(Source data)
>>>

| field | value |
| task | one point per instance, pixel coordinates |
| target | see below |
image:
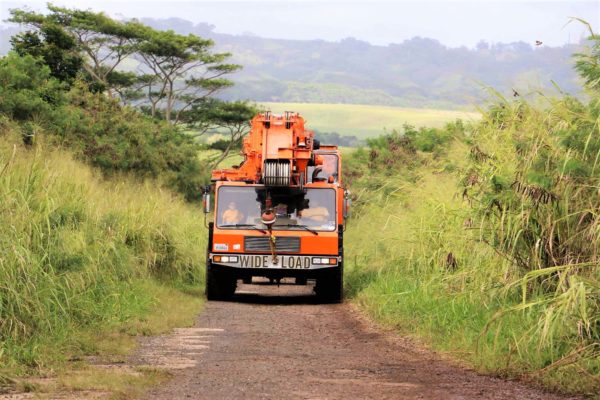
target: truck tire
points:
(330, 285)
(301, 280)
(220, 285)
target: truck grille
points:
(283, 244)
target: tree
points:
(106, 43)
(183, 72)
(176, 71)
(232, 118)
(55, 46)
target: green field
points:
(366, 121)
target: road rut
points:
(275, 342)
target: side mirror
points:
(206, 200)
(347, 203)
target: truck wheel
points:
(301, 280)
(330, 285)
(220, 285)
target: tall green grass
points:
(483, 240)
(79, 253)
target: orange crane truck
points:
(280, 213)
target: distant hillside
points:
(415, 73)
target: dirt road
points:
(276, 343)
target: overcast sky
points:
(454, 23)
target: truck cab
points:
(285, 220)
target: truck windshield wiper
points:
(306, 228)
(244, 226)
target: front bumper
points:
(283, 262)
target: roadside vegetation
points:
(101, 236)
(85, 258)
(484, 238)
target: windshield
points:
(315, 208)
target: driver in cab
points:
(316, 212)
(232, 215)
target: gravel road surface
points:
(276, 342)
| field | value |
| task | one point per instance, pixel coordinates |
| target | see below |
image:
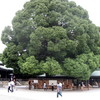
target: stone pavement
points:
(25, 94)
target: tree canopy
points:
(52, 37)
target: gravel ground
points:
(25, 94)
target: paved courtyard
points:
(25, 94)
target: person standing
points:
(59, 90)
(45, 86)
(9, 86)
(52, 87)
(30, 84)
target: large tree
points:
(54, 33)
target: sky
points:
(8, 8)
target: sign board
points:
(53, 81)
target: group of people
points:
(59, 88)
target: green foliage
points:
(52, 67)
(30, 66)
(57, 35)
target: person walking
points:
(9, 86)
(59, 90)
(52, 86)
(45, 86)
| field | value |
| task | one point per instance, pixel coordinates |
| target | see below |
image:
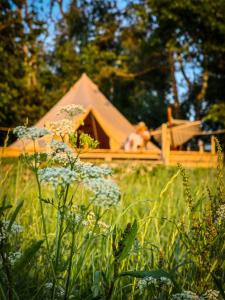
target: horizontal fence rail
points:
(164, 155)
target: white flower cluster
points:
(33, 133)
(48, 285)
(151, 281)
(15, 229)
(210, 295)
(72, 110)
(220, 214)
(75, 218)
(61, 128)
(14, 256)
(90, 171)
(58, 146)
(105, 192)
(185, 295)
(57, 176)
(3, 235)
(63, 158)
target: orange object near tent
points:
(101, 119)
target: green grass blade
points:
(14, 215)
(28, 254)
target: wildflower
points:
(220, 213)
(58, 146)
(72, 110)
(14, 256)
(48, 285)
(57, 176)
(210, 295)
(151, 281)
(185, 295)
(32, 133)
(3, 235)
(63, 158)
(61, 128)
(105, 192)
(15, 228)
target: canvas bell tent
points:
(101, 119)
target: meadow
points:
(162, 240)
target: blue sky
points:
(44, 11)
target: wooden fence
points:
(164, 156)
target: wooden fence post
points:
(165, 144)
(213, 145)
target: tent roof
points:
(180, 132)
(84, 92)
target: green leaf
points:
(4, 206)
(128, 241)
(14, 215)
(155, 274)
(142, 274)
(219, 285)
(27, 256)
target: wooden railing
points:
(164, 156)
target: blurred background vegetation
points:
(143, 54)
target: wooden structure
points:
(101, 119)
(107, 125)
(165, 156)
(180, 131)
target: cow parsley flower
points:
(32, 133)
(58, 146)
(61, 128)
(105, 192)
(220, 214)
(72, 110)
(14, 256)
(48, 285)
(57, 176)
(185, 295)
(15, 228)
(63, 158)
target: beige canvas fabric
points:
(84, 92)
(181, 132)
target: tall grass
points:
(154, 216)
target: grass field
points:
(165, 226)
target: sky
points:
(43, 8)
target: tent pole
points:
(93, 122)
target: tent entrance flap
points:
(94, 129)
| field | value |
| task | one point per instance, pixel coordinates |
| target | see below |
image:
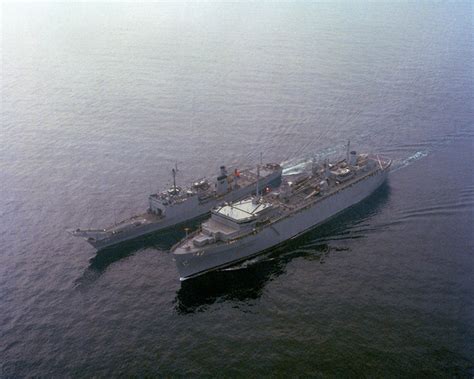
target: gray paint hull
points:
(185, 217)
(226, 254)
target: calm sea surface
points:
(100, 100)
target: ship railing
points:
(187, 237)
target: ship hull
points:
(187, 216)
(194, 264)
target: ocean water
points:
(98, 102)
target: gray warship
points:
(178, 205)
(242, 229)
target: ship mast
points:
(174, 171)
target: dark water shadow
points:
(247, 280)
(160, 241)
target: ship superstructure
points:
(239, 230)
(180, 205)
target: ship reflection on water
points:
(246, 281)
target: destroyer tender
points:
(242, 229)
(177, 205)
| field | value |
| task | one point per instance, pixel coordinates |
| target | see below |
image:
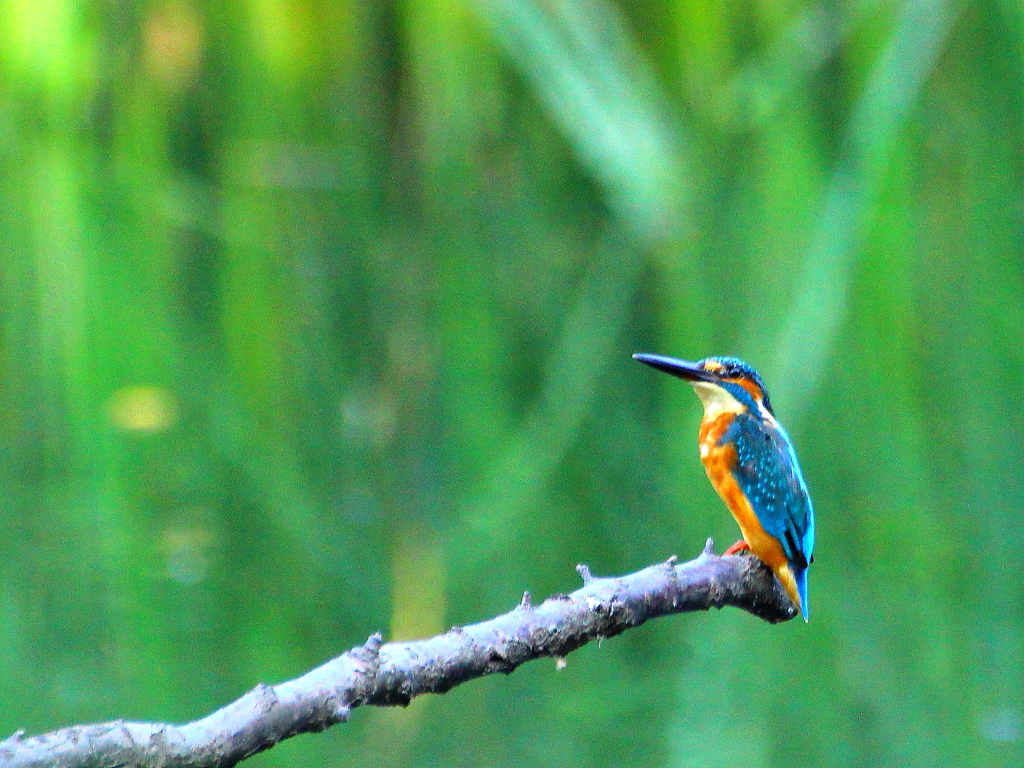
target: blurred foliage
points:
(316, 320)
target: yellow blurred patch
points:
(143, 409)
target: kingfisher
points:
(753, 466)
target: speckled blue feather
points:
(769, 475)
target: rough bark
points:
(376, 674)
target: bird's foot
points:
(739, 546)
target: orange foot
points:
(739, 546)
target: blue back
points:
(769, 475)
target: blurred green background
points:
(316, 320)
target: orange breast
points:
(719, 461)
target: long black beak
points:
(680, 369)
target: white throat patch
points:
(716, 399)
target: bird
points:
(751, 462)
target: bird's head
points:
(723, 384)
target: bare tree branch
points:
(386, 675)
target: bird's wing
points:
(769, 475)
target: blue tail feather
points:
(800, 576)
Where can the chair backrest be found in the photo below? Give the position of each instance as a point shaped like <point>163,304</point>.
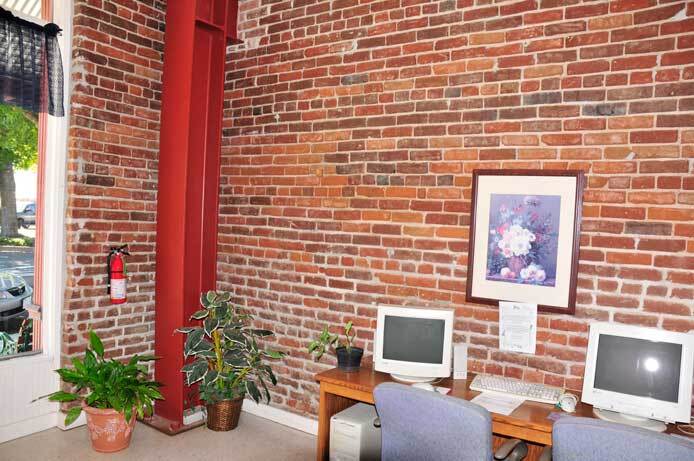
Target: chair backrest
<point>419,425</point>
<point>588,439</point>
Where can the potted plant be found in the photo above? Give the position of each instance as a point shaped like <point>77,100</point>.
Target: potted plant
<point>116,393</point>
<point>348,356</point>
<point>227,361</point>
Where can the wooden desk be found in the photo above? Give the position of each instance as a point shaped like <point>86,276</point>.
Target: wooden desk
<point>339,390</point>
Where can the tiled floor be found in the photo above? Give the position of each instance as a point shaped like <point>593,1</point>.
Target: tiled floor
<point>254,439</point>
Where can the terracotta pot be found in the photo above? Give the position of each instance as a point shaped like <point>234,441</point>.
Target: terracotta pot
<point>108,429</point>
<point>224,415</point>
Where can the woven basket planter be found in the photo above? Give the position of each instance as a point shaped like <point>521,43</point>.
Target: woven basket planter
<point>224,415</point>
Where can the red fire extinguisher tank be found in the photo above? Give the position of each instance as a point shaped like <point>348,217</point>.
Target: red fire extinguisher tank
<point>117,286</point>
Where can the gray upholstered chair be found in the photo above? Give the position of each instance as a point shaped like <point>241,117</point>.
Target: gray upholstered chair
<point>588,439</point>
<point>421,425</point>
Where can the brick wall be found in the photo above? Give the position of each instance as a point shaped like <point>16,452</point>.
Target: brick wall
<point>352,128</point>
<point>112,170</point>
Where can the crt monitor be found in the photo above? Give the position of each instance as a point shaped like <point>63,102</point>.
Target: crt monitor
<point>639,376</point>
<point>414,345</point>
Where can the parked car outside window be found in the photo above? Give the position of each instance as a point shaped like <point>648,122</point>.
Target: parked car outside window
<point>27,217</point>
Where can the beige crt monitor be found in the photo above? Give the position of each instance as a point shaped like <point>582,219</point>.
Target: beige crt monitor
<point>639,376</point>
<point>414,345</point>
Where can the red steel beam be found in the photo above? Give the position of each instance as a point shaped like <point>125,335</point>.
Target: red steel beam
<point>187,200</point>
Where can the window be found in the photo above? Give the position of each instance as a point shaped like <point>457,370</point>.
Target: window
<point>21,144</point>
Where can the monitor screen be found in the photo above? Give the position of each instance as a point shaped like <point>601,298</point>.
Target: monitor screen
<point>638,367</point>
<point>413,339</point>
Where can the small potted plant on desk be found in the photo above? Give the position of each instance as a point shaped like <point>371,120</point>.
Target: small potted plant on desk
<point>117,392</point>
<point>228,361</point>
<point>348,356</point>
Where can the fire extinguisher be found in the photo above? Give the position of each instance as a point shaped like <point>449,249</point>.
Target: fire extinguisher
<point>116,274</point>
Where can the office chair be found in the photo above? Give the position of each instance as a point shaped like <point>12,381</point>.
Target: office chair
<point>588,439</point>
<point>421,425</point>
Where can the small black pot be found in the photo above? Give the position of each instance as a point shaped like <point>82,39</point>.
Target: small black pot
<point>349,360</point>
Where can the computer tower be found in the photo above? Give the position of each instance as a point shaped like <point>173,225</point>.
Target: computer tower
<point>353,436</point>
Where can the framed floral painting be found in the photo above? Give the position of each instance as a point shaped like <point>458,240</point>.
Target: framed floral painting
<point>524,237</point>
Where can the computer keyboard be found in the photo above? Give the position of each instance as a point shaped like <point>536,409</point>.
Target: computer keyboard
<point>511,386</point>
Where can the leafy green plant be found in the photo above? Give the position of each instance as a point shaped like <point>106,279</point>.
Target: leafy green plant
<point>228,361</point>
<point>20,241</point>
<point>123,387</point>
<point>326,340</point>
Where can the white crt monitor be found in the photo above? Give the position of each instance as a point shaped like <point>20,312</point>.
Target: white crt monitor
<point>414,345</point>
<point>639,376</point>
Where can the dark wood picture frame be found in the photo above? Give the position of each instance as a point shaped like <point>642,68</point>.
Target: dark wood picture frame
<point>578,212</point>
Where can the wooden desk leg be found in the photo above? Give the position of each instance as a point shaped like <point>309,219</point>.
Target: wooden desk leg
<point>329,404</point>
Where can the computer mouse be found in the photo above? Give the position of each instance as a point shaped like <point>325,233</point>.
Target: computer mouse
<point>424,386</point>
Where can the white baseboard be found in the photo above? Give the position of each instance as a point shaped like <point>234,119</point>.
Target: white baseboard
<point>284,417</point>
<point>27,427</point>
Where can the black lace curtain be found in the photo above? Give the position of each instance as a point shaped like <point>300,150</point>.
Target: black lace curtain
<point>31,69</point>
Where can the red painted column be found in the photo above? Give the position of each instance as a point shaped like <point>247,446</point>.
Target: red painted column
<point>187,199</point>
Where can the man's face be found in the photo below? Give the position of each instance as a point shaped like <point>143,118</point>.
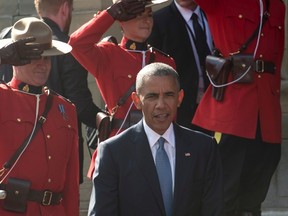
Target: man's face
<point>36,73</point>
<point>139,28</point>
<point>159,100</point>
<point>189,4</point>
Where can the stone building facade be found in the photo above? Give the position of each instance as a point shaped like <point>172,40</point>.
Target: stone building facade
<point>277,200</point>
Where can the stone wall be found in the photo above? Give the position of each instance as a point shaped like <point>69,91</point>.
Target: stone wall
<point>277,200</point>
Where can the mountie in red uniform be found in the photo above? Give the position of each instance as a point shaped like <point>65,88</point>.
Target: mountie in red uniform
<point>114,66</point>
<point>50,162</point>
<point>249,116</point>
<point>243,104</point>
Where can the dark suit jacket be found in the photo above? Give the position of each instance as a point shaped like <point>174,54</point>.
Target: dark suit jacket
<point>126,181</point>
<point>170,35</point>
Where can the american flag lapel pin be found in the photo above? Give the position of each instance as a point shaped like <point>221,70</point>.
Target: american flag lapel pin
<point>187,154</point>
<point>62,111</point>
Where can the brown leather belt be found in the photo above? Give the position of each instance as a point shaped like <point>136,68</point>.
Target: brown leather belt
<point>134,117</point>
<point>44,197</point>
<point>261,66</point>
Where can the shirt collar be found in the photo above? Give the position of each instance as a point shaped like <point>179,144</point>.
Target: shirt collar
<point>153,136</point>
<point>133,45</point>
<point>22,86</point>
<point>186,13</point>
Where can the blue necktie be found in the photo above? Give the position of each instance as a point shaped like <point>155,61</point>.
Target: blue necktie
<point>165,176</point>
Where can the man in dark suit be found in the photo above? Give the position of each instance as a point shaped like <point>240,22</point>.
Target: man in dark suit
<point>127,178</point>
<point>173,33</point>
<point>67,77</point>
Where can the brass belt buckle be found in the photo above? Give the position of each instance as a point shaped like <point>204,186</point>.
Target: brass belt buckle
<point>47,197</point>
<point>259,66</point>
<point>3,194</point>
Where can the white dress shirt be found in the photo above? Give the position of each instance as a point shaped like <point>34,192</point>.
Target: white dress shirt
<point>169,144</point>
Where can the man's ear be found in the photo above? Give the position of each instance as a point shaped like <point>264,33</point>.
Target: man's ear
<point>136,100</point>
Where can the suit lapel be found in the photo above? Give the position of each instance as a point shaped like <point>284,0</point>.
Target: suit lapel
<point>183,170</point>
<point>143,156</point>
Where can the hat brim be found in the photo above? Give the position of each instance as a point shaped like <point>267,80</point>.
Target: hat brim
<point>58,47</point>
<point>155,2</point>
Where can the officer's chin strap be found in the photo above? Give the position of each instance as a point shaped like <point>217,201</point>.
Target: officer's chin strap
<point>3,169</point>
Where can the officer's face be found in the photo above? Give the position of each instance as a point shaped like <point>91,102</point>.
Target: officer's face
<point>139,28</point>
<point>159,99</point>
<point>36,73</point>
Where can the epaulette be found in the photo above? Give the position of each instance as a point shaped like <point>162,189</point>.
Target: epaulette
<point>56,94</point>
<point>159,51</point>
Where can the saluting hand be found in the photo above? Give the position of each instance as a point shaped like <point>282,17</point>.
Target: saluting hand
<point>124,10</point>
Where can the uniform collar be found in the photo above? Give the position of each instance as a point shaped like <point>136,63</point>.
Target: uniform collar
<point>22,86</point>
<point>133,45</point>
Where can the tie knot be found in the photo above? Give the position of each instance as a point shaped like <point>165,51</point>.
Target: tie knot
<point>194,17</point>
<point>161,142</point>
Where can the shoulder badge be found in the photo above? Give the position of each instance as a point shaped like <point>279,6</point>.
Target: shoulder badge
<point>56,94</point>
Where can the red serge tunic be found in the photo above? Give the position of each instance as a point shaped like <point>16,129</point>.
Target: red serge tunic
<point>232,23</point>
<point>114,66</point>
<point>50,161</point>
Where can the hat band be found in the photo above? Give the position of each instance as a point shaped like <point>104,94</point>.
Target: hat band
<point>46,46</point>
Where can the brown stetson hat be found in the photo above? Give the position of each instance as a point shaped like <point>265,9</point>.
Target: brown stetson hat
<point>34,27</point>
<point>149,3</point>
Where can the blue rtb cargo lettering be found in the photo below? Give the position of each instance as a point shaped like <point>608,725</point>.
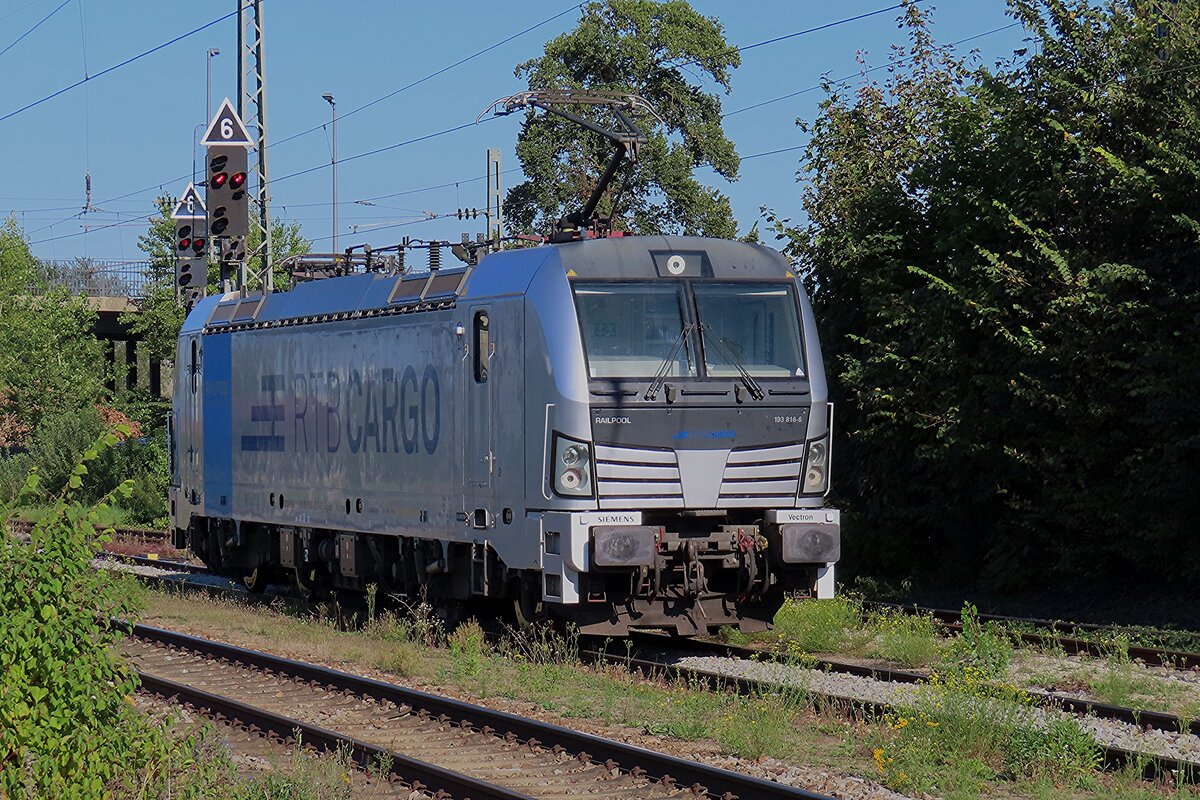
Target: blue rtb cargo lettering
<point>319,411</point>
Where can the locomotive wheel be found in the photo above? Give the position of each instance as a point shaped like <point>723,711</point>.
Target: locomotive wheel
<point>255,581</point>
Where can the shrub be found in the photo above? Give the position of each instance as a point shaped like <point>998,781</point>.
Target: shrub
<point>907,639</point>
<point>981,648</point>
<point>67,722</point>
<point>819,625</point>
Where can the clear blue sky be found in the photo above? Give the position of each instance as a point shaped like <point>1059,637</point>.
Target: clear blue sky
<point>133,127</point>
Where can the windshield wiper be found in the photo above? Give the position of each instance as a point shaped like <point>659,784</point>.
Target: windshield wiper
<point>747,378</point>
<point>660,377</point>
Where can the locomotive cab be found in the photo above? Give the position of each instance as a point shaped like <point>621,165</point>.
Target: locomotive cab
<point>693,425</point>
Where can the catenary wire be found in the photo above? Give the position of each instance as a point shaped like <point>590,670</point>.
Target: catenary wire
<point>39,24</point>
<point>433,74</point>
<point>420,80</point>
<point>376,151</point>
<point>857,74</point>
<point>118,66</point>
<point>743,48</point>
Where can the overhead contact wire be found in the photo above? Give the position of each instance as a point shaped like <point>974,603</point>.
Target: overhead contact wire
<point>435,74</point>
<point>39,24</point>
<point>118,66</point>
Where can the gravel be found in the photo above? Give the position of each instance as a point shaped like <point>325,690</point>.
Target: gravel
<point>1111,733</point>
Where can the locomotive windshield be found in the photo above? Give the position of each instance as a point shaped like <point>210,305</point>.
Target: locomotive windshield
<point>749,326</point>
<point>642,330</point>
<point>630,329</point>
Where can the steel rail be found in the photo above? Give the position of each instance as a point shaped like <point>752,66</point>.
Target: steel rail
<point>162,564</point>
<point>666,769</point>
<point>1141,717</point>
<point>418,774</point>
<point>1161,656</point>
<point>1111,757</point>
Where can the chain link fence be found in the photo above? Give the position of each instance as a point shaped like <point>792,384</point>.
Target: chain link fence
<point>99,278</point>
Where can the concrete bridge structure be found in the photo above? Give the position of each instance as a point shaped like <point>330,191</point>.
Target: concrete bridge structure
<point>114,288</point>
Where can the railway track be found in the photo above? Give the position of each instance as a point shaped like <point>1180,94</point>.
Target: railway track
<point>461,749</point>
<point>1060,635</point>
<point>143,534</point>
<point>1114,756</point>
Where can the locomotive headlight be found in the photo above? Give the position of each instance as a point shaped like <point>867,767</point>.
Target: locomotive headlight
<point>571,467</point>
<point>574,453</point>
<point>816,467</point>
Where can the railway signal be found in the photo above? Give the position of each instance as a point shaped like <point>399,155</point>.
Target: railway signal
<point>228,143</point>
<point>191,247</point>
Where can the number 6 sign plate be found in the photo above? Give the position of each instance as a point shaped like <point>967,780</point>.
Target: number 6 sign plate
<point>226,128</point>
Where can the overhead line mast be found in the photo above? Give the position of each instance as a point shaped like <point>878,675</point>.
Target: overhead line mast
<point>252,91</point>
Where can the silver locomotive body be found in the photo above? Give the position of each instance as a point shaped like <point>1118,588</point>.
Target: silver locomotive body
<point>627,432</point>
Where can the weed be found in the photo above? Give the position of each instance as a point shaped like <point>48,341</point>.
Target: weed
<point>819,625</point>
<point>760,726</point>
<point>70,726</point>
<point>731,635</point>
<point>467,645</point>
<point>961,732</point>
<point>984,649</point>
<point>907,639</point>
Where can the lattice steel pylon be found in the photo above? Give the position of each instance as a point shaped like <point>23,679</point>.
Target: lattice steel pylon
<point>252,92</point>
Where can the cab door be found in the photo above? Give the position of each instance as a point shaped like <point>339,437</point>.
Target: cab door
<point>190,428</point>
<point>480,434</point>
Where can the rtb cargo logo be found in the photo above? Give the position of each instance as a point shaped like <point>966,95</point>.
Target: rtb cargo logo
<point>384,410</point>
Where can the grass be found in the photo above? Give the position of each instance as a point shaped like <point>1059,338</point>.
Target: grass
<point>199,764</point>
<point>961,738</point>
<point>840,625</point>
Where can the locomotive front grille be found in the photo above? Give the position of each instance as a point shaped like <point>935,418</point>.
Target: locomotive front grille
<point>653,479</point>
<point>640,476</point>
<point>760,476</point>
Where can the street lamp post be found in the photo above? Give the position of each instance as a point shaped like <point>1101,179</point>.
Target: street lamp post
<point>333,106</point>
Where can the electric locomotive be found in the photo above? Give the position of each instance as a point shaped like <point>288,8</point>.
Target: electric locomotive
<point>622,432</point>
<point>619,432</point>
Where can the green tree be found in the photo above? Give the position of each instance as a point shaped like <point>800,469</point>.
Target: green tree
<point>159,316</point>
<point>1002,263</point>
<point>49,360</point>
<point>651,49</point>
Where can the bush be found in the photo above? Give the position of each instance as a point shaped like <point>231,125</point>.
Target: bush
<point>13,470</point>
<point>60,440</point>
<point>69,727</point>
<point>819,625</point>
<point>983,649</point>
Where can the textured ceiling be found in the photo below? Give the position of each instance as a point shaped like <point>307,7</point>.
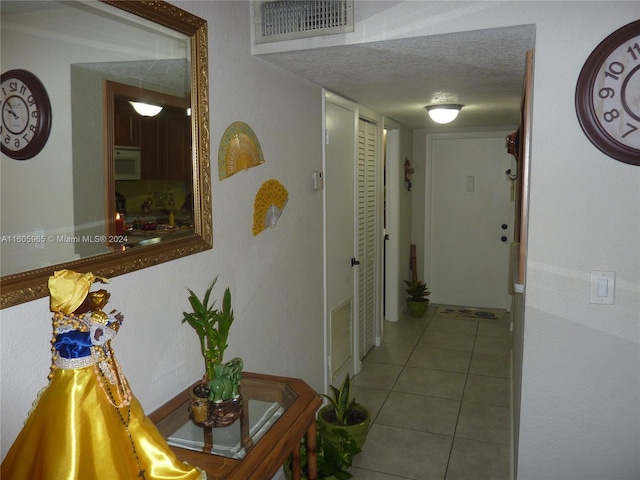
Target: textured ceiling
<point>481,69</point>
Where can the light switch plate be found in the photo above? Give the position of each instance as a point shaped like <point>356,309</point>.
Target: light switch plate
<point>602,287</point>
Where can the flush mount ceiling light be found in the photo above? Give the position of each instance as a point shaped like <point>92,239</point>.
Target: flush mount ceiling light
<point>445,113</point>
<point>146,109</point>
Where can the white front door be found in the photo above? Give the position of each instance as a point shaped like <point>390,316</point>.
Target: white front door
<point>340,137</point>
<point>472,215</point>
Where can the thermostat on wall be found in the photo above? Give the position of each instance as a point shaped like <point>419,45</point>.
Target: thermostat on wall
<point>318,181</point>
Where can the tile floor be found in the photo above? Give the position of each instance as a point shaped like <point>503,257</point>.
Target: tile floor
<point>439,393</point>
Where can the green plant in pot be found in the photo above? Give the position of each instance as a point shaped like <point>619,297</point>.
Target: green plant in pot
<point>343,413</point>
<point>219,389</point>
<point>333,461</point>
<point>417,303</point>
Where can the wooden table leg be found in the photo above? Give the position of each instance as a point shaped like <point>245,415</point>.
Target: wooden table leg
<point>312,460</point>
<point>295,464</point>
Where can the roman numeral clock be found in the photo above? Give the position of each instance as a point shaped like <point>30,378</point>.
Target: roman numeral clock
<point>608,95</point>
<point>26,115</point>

<<<

Written instruction:
Lay out the data above, from the line with "Where can the shrub" to the line with "<point>743,48</point>", as a two-column CSV with the headers "input" and "output". Give one row for each line starting with "Where can", quote each field, and replace line breaks inside a field with spaces.

Completed task:
input,output
"Where can the shrub be found in the photo above? Give the position of each instance as a point shaped like <point>998,781</point>. Target: shrub","<point>907,639</point> <point>981,648</point> <point>67,722</point> <point>819,625</point>"
"Where can the clear blue sky be found in the photo above? Give the position of each instance as a point shaped like <point>1059,637</point>. Target: clear blue sky","<point>133,127</point>"
"Where can the windshield wiper be found in the photo above? Give the position of each instance as a point shaped like <point>659,784</point>. Target: windshield wiper","<point>747,378</point> <point>660,377</point>"
"Where can the locomotive cab be found in the photo above? Give the position of each instance as a point shaped like <point>621,165</point>. Target: locomotive cab","<point>693,425</point>"
"Where can the catenary wire be found in the photo above? Give the position of each instance as a point shaped like <point>590,670</point>. Target: catenary wire","<point>39,24</point> <point>433,74</point> <point>420,80</point> <point>376,151</point> <point>857,74</point> <point>118,66</point> <point>743,48</point>"